▶ Directions for this task
Copy the lines below exactly. No picture goes into the copy.

Segmentation mask data

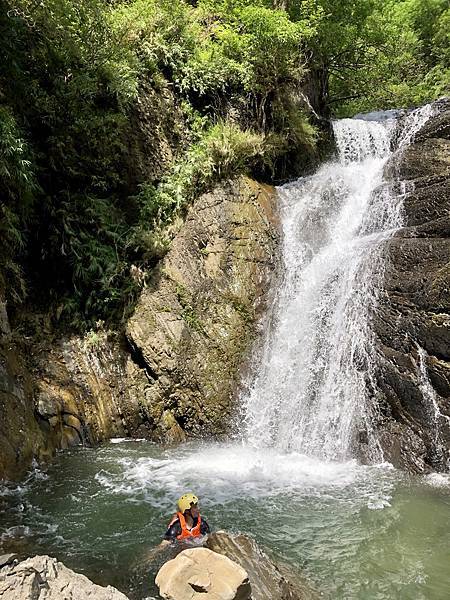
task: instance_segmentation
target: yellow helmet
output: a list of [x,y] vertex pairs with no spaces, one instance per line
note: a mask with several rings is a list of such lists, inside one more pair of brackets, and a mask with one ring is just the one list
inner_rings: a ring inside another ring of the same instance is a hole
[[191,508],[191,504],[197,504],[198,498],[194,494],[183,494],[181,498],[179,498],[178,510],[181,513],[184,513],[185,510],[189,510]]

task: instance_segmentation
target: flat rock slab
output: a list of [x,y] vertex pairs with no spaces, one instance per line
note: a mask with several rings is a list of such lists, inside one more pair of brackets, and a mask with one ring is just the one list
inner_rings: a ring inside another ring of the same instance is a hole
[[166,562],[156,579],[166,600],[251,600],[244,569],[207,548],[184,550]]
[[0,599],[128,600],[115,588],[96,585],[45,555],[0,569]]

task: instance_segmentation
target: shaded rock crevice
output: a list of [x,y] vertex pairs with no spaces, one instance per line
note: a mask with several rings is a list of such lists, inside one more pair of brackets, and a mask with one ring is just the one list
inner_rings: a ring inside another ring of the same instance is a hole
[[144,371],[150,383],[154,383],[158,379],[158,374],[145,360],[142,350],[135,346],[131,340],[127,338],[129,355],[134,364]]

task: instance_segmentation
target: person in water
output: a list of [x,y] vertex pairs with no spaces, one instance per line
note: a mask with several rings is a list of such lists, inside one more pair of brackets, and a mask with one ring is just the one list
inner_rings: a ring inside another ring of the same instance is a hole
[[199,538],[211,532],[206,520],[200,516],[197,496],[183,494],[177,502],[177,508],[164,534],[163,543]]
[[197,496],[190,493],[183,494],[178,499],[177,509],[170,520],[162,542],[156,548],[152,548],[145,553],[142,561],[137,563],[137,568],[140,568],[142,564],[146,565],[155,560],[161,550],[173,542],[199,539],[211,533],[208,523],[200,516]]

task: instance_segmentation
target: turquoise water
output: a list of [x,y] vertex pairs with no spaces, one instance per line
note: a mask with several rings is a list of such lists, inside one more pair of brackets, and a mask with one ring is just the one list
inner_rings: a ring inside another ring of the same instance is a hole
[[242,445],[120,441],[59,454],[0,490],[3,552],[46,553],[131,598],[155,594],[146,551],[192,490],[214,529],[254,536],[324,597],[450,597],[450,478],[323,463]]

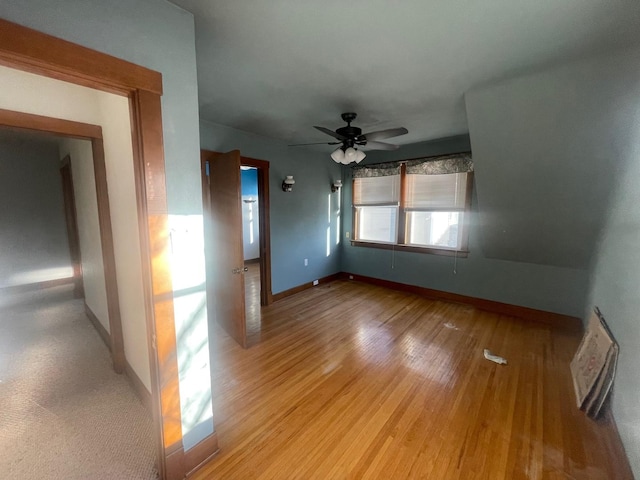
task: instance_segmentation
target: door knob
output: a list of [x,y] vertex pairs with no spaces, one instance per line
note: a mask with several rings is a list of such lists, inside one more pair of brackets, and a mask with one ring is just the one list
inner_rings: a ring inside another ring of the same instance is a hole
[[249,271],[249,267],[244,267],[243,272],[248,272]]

▶ Reply to the task
task: instance_segmentation
target: yellow helmet
output: a list of [x,y] vertex pairs with no spaces, one instance per line
note: a mask with several rings is a list of such lists, inside one more pair of brackets, and a mask with one ring is just the one list
inner_rings: a ring inside another ring of the same instance is a hole
[[191,508],[191,504],[197,504],[198,498],[194,494],[183,494],[181,498],[179,498],[178,510],[181,513],[184,513],[185,510],[189,510]]

task: instance_segmentation
target: flat rock slab
output: a list of [x,y] vertex pairs with no spaces, one instance per line
note: a mask with several rings is a list of such lists, inside one more pair of brackets, and a mask with one ring is just the one list
inner_rings: a ring inside another ring of the same instance is a hole
[[166,562],[156,579],[166,600],[251,600],[244,569],[207,548],[184,550]]
[[0,599],[128,600],[115,588],[96,585],[45,555],[0,569]]

task: instance_segmentation
target: shaded rock crevice
output: a list of [x,y] vertex pairs with no spaces, one instance per line
note: a mask with several rings is a list of such lists, inside one more pair of brackets, and a mask with one ring is just the one list
inner_rings: a ring inside another ring of the same instance is a hole
[[144,371],[150,383],[154,383],[158,379],[158,374],[145,360],[142,350],[135,346],[131,340],[127,338],[129,355],[134,364]]

task: instance_segmentation
target: person in water
output: a list of [x,y] vertex pairs with no spaces, one instance per line
note: a mask with several rings is a list of such lists, inside one more pair of brackets, and a mask with one ring is just the one list
inner_rings: a ring inside another ring of the same instance is a hole
[[199,538],[211,532],[206,520],[200,516],[197,496],[183,494],[177,502],[177,508],[164,534],[163,543]]
[[197,496],[190,493],[183,494],[178,499],[177,509],[170,520],[162,542],[156,548],[152,548],[145,553],[142,561],[137,563],[137,568],[140,568],[142,564],[146,565],[155,560],[161,550],[173,542],[199,539],[211,533],[208,523],[200,516]]

task: instance_segmentation
target: turquoise water
output: a list of [x,y] vertex pairs with no spaces, one instance per line
note: a mask with several rings is a list of such lists, inside one more pair of brackets, and a mask with one ring is just the one list
inner_rings: a ring inside another ring of the same instance is a hole
[[242,445],[120,441],[59,454],[0,490],[3,552],[46,553],[131,598],[155,594],[146,551],[192,490],[214,529],[254,536],[324,597],[450,597],[450,478],[323,463]]

task: instance_segmentation
target: door knob
output: a list of [x,y] vertex pairs with no spaces, one instance per line
note: a mask with several rings is a list of such lists, inside one more pair of brackets, and a mask with one ring is just the one list
inner_rings: a ring inside another ring of the same instance is a hole
[[249,271],[249,267],[244,267],[243,272],[248,272]]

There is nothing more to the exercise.